Description of the task – Starting at the line that contains "One point per instance, each like (88, 34)." and stopping at the end of the records, rewrite those lines with "wooden sign" swapped for "wooden board" and everything else unchanged.
• • • •
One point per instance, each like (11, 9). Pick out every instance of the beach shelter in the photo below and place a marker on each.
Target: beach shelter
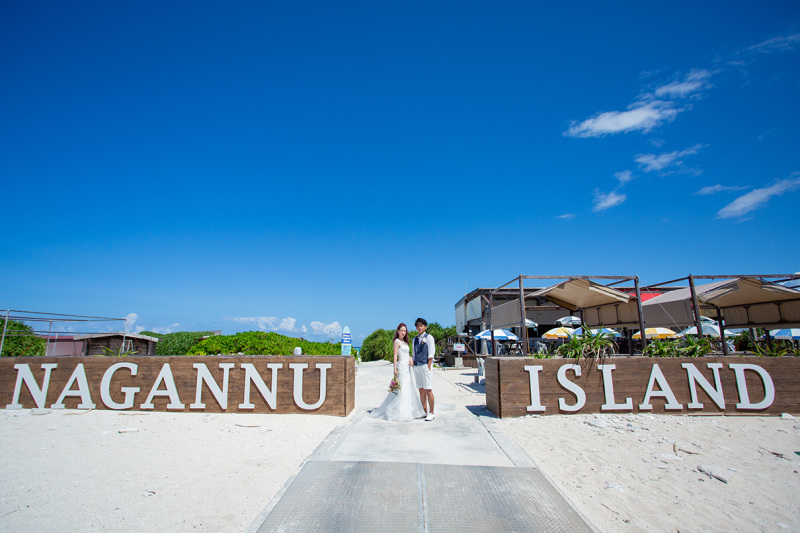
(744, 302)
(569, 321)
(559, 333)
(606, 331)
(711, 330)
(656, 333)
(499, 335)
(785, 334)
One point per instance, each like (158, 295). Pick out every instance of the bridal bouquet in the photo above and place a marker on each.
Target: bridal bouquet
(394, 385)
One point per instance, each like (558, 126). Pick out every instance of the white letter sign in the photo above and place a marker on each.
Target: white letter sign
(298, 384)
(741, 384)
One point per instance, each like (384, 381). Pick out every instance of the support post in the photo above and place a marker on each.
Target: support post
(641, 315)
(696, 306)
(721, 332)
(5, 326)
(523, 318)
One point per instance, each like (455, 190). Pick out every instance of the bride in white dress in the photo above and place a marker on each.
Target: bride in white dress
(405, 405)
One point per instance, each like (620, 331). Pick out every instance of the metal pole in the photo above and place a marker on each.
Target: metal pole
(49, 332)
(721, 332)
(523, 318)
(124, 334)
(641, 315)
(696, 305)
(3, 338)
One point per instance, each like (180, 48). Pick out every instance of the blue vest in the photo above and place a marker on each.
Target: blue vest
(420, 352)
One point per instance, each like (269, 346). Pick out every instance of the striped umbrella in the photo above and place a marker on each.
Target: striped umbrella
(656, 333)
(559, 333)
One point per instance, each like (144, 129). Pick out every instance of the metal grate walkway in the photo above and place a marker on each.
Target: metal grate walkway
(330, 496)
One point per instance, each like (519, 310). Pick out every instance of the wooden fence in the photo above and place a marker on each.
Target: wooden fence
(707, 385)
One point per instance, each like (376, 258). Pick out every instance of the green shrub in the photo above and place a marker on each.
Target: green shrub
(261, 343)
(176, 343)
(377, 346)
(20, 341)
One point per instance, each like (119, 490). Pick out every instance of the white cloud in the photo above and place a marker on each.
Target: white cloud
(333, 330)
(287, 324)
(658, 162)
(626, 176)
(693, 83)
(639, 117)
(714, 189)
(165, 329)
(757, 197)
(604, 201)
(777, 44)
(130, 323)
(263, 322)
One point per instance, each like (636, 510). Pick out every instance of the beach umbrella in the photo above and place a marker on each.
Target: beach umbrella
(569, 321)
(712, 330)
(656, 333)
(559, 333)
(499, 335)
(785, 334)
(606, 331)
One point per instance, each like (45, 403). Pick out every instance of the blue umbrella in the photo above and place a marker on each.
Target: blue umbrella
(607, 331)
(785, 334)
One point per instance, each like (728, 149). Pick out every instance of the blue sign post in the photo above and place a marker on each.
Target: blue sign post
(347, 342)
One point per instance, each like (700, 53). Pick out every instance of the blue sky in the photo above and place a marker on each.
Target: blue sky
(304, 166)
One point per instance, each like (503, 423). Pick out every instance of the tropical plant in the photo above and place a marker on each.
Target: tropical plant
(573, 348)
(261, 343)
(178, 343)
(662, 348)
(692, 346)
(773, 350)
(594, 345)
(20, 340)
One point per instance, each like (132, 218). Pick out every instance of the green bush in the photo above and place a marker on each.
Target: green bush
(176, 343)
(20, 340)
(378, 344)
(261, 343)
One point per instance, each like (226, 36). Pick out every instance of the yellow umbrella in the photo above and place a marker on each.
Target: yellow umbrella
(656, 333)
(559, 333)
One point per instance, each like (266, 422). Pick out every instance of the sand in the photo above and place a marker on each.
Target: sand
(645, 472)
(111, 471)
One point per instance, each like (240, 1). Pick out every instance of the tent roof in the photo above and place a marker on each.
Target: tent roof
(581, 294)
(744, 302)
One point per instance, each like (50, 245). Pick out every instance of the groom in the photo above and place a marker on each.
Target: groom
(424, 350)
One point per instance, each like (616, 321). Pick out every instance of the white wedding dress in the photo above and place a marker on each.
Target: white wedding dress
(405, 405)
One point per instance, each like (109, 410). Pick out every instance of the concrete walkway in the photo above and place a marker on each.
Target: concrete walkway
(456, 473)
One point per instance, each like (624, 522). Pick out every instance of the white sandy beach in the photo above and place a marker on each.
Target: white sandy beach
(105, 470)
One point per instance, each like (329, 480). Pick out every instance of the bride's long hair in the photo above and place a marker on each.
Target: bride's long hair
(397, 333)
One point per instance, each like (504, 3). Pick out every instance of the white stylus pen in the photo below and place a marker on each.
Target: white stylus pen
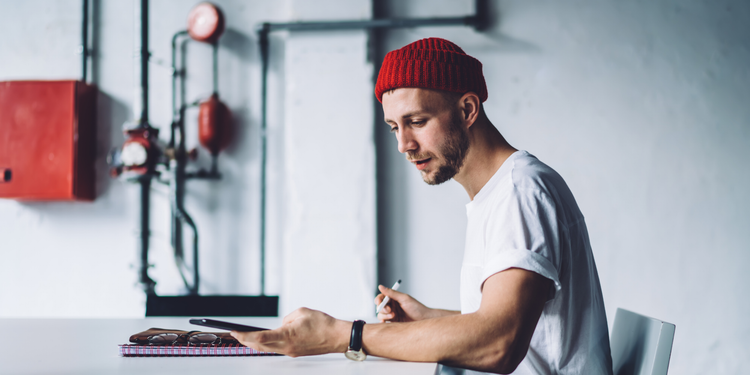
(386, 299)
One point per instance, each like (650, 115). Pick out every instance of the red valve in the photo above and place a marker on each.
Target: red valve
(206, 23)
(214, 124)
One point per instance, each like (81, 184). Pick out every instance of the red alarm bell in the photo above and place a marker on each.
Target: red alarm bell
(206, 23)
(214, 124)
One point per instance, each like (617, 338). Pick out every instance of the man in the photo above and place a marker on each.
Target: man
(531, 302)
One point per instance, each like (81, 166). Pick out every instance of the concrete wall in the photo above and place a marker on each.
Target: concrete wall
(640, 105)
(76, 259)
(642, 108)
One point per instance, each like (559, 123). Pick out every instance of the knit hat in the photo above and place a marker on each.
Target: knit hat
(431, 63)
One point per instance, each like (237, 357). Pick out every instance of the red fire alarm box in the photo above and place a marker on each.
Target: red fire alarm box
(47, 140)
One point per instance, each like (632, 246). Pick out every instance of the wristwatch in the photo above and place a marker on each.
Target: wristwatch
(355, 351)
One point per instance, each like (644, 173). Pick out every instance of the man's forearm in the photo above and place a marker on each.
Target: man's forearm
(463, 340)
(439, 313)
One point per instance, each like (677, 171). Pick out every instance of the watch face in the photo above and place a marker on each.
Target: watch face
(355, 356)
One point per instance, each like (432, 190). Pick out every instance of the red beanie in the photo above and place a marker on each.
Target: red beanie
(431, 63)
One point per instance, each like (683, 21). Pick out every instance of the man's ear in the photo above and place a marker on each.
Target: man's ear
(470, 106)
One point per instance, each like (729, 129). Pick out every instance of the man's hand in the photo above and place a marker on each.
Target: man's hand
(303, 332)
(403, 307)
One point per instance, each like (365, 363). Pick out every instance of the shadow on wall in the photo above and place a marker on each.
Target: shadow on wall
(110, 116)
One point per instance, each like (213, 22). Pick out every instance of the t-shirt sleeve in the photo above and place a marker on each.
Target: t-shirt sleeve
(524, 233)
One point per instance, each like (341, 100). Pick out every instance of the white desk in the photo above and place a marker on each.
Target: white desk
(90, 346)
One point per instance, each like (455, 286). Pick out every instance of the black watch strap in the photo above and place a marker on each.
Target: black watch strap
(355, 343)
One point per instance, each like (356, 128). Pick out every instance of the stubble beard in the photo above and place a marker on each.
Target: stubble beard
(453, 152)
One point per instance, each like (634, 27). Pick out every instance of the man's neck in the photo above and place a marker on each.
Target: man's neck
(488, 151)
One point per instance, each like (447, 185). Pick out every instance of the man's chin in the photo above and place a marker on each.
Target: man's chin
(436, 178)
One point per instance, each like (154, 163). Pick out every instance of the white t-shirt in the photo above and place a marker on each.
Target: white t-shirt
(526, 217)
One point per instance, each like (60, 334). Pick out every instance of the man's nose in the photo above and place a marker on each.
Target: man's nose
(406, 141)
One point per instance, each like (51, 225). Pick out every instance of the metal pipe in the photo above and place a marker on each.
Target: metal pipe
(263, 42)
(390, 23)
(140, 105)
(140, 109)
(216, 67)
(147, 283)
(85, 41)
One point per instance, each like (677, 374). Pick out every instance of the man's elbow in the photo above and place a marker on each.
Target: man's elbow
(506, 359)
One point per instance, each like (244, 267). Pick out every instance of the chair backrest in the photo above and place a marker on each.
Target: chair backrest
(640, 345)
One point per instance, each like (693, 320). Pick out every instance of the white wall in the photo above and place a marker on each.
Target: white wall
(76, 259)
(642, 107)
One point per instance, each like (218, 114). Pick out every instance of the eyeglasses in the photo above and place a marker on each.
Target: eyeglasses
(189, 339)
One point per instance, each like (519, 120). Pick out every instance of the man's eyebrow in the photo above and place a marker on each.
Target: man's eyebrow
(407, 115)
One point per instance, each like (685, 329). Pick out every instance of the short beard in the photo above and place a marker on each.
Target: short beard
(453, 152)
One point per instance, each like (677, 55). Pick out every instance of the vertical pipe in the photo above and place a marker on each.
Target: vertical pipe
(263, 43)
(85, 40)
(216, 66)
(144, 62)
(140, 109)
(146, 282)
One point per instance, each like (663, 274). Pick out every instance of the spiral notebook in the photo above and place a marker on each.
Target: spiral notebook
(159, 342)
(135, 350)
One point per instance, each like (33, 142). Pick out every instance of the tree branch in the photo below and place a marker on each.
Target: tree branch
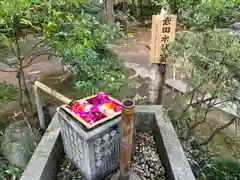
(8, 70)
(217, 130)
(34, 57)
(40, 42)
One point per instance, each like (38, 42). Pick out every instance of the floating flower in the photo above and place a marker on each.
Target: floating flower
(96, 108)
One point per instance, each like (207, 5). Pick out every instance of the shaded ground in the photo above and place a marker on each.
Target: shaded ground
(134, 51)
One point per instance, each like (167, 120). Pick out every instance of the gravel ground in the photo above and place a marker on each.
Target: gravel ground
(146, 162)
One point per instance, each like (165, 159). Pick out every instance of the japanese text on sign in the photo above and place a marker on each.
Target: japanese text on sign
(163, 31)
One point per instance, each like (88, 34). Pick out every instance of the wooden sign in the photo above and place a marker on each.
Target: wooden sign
• • • •
Expected output –
One point per instance, each like (88, 34). Pick out every instance of the wooden board in the photo above and place a marker on each.
Target: wooden board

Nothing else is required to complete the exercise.